[Point-based annotation data]

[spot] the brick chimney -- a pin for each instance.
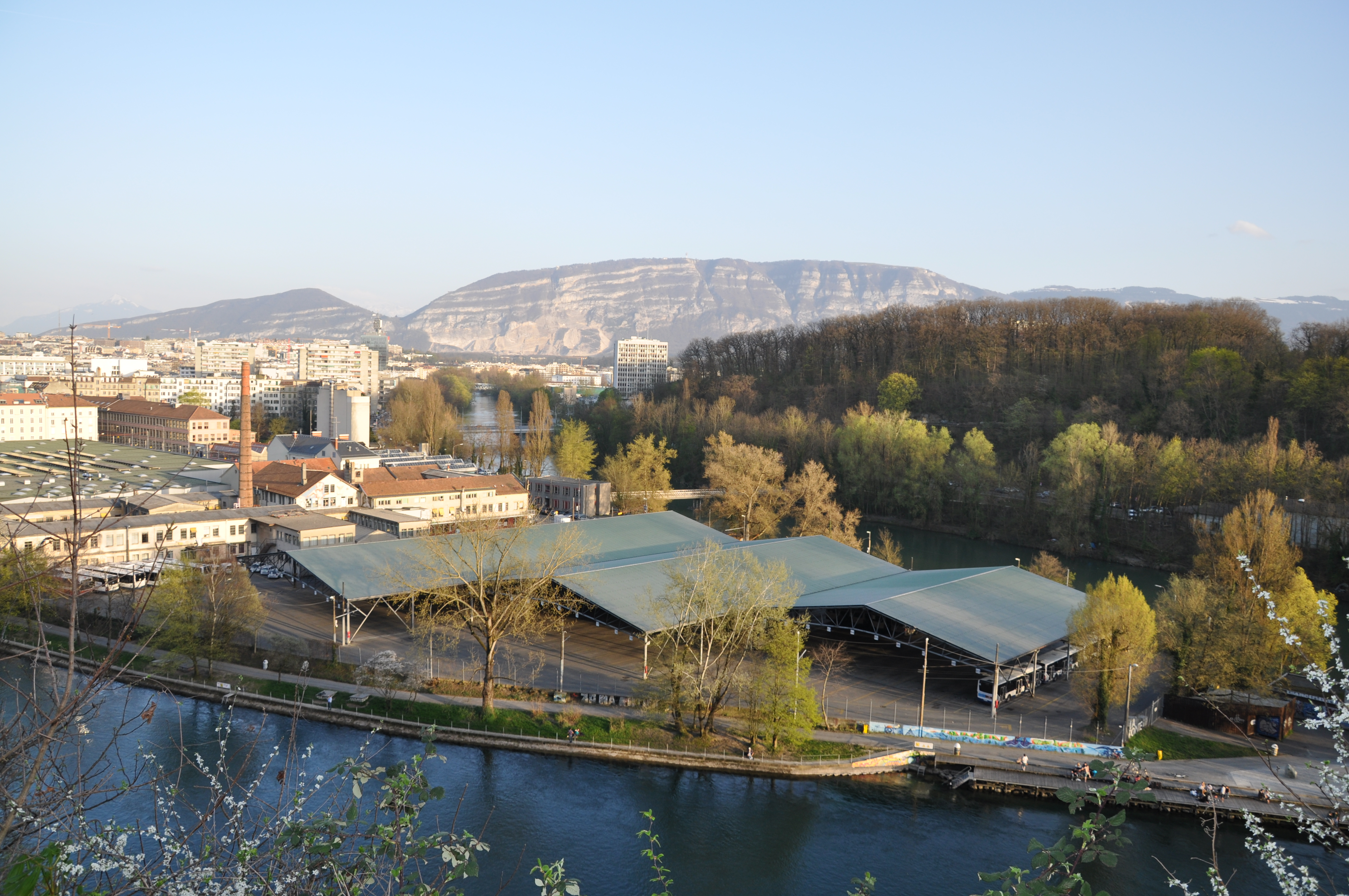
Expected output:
(246, 442)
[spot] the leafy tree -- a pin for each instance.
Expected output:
(898, 392)
(1115, 628)
(539, 440)
(639, 472)
(892, 463)
(1217, 385)
(714, 612)
(456, 390)
(1219, 631)
(509, 449)
(830, 659)
(285, 651)
(752, 479)
(574, 453)
(784, 706)
(1049, 566)
(494, 585)
(975, 469)
(419, 413)
(815, 512)
(1089, 466)
(203, 608)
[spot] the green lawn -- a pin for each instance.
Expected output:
(1182, 747)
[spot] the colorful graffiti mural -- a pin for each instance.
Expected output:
(889, 760)
(1000, 740)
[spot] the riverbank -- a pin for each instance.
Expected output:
(984, 768)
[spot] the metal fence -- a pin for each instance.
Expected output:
(1150, 714)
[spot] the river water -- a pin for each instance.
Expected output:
(726, 834)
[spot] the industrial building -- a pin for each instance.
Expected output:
(984, 617)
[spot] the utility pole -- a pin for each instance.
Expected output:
(562, 663)
(923, 697)
(997, 686)
(1128, 693)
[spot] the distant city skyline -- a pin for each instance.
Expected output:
(176, 157)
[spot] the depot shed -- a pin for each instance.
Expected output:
(973, 617)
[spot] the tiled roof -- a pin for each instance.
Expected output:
(502, 485)
(285, 470)
(160, 409)
(61, 400)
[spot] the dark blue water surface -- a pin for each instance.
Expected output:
(721, 833)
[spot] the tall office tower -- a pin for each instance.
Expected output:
(640, 365)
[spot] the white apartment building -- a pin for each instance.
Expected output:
(223, 393)
(340, 362)
(224, 358)
(33, 416)
(640, 365)
(118, 366)
(285, 399)
(33, 365)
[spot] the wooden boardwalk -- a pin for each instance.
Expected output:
(1172, 797)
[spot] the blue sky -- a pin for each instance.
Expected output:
(176, 154)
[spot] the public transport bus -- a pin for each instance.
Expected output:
(1014, 680)
(100, 580)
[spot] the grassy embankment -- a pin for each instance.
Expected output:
(548, 724)
(1182, 747)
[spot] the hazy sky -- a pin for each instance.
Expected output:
(179, 154)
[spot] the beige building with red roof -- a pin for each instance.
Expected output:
(429, 493)
(181, 430)
(38, 416)
(313, 485)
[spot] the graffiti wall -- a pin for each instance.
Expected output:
(1000, 740)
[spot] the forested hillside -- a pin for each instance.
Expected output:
(1039, 420)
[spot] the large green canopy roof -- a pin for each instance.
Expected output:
(985, 612)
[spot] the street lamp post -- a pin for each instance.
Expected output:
(1128, 693)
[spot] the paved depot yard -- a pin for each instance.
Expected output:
(883, 685)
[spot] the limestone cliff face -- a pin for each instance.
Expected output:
(299, 314)
(580, 310)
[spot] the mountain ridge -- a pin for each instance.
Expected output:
(580, 310)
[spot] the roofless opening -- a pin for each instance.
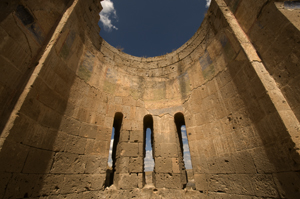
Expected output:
(184, 146)
(143, 34)
(148, 149)
(113, 148)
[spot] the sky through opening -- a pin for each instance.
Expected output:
(150, 28)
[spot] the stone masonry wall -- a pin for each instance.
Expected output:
(242, 122)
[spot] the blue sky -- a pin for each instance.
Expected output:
(150, 28)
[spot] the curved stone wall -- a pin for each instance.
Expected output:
(242, 127)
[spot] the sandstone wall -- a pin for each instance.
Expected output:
(241, 120)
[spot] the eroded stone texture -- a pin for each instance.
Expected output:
(236, 83)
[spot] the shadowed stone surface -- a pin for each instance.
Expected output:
(63, 88)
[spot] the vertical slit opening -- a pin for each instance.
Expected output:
(148, 150)
(187, 168)
(115, 136)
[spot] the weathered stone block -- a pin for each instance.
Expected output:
(137, 136)
(264, 185)
(169, 181)
(124, 136)
(288, 184)
(201, 182)
(95, 164)
(163, 165)
(38, 161)
(136, 165)
(68, 163)
(128, 149)
(232, 183)
(126, 181)
(88, 130)
(15, 162)
(75, 144)
(122, 165)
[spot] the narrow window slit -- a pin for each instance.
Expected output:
(148, 150)
(115, 135)
(185, 151)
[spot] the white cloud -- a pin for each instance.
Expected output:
(148, 161)
(208, 3)
(107, 14)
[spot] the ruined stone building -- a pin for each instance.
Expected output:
(235, 85)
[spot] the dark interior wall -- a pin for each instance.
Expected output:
(49, 147)
(57, 138)
(235, 126)
(25, 28)
(273, 28)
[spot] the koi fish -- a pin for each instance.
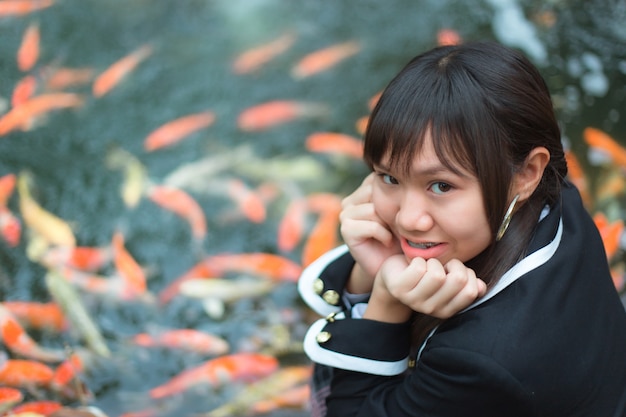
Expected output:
(611, 233)
(448, 36)
(69, 301)
(322, 238)
(324, 59)
(577, 176)
(135, 175)
(52, 228)
(601, 142)
(185, 339)
(10, 227)
(28, 51)
(24, 90)
(182, 204)
(22, 7)
(292, 225)
(335, 143)
(19, 373)
(254, 58)
(38, 315)
(9, 397)
(84, 258)
(277, 112)
(176, 130)
(22, 116)
(262, 390)
(236, 367)
(62, 78)
(127, 267)
(225, 290)
(113, 75)
(19, 342)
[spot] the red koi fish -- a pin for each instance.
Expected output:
(19, 342)
(22, 7)
(127, 267)
(253, 59)
(22, 116)
(237, 367)
(84, 258)
(600, 141)
(178, 129)
(277, 112)
(113, 75)
(24, 90)
(28, 51)
(24, 373)
(36, 315)
(183, 205)
(185, 339)
(324, 59)
(292, 225)
(335, 143)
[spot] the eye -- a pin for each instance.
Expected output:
(388, 179)
(441, 187)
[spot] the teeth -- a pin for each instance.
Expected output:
(422, 245)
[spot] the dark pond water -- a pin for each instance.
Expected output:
(579, 45)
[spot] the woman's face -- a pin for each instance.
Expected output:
(432, 211)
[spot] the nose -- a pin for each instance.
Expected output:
(414, 213)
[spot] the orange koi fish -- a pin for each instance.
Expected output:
(37, 315)
(292, 224)
(24, 373)
(277, 112)
(36, 408)
(577, 176)
(185, 339)
(24, 90)
(250, 203)
(611, 233)
(254, 58)
(602, 142)
(448, 36)
(19, 342)
(129, 270)
(182, 204)
(22, 7)
(84, 258)
(28, 51)
(176, 130)
(22, 116)
(324, 59)
(322, 238)
(236, 367)
(62, 78)
(335, 143)
(10, 227)
(9, 397)
(52, 228)
(113, 75)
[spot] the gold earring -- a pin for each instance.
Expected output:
(507, 219)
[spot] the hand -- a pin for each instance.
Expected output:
(428, 287)
(370, 241)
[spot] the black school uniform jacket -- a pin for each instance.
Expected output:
(548, 340)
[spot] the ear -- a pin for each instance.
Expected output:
(526, 180)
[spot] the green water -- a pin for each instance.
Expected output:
(579, 46)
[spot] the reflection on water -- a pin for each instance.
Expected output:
(89, 166)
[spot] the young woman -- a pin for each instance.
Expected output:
(472, 282)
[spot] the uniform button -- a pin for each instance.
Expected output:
(322, 337)
(318, 286)
(331, 297)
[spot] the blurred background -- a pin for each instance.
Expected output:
(211, 140)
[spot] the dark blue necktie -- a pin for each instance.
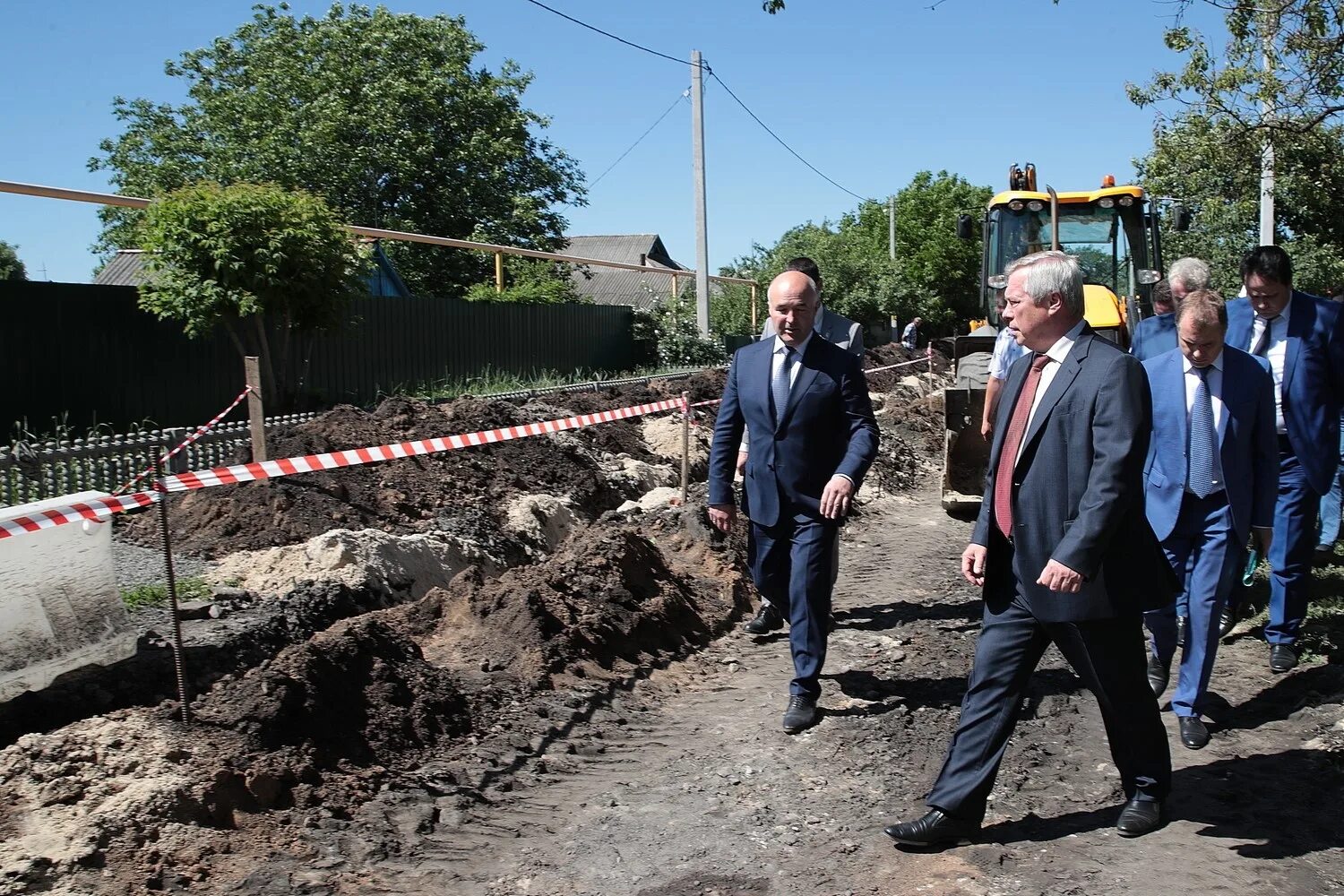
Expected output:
(780, 384)
(1202, 477)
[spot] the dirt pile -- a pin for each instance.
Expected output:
(467, 677)
(456, 492)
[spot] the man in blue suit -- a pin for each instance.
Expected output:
(812, 440)
(1211, 479)
(1156, 335)
(1064, 554)
(1303, 339)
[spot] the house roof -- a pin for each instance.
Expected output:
(618, 287)
(124, 269)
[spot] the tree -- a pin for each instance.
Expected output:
(253, 260)
(1300, 89)
(10, 265)
(935, 276)
(530, 281)
(1214, 169)
(382, 115)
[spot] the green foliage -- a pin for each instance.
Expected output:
(1301, 89)
(1214, 169)
(10, 265)
(530, 281)
(672, 330)
(935, 276)
(250, 258)
(156, 594)
(386, 116)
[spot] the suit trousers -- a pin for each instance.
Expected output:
(1107, 654)
(1290, 554)
(792, 565)
(1203, 551)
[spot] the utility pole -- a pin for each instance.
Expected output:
(702, 237)
(1271, 27)
(892, 228)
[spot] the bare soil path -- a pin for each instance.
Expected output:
(685, 782)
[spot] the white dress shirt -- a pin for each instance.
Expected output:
(1277, 357)
(1056, 354)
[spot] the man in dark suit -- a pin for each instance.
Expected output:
(1211, 479)
(1303, 339)
(841, 332)
(814, 438)
(1158, 333)
(1064, 554)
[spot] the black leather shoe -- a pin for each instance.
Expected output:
(766, 619)
(935, 829)
(1139, 817)
(800, 713)
(1159, 673)
(1193, 734)
(1281, 657)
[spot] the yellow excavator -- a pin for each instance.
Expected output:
(1115, 234)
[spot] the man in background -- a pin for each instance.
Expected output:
(1158, 333)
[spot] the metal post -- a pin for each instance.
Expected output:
(179, 668)
(685, 445)
(255, 408)
(1271, 26)
(892, 228)
(702, 239)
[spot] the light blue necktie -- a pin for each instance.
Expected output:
(1202, 477)
(780, 384)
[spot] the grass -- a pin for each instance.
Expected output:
(491, 382)
(1322, 632)
(156, 594)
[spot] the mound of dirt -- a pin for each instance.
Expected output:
(448, 686)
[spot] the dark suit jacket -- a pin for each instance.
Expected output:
(1314, 379)
(827, 429)
(1155, 336)
(1078, 492)
(835, 328)
(1247, 445)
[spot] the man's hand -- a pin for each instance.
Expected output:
(1056, 576)
(835, 497)
(973, 564)
(722, 516)
(1262, 538)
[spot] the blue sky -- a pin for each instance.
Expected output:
(870, 93)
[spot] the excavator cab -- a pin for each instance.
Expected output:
(1112, 231)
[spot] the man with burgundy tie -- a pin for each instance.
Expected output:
(1303, 339)
(1064, 554)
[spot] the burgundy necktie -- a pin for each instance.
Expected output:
(1012, 441)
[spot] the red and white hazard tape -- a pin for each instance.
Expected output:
(102, 508)
(355, 457)
(188, 440)
(93, 509)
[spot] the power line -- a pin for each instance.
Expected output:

## INSTRUCTION
Reproduce precisely the span of lines that begins at the line containing "[spot] the suit" and ends with the last line of the listing.

## TASK ANSWER
[spot] the suit trousers -- a pin for each instance.
Expected output:
(1107, 654)
(1290, 554)
(792, 565)
(1203, 551)
[spot] the utility pole -- a pin for each instance.
Expected output:
(702, 237)
(1271, 27)
(892, 228)
[spot] the bare soil path -- a pin for each instance.
Expected output:
(685, 782)
[spot] the white dress shirt -- a pin for each instance.
Expected output:
(1277, 357)
(1056, 354)
[spot] the man in dark suit -- a pin for each instance.
Expected output:
(1211, 479)
(1303, 339)
(841, 332)
(814, 438)
(1158, 333)
(1064, 554)
[spot] the black leather shoe -- a pin for each instance.
Expected output:
(766, 619)
(935, 829)
(1139, 817)
(800, 713)
(1159, 673)
(1193, 734)
(1281, 657)
[spot] the yellow excavator -- a pin for each instance.
Expected output:
(1115, 234)
[spot] the man in background -- a pin for each instance.
Expected output:
(1158, 333)
[spot] the metal post -- a pin for each instance.
Expected output:
(179, 668)
(685, 445)
(255, 408)
(1271, 26)
(892, 228)
(702, 239)
[spot] the light blue necktie -- a pin for each instance.
Expected output:
(1202, 477)
(780, 384)
[spot] the grass -- a pin for each instance.
Expected output:
(491, 382)
(1322, 632)
(156, 594)
[spot] the mound of dirt -- a pin for each instance.
Expected output:
(448, 686)
[spot] the dark suit jacket -- a pin for each instance.
Expected output:
(1314, 379)
(827, 429)
(1155, 336)
(1078, 492)
(835, 328)
(1247, 445)
[spot] the man's hand -- a pin for each instance.
Expected output:
(1056, 576)
(835, 497)
(973, 564)
(722, 516)
(1262, 538)
[spot] the blue sky -- a pin for each instance.
Expected output:
(870, 93)
[spot] the excavator cab -- a pin for each instance.
Expected output:
(1112, 231)
[spot] the man with burgundy tie -- a pin for each instance.
Expected output:
(1303, 339)
(1064, 554)
[spot] the burgundy necktie -- a pin for each instance.
Expected output:
(1012, 441)
[spot] the red and white hazard tape -- a pin for each instance.
Expected output:
(102, 508)
(355, 457)
(188, 440)
(93, 509)
[spot] the power line -- a pin for each instance.
Expected output:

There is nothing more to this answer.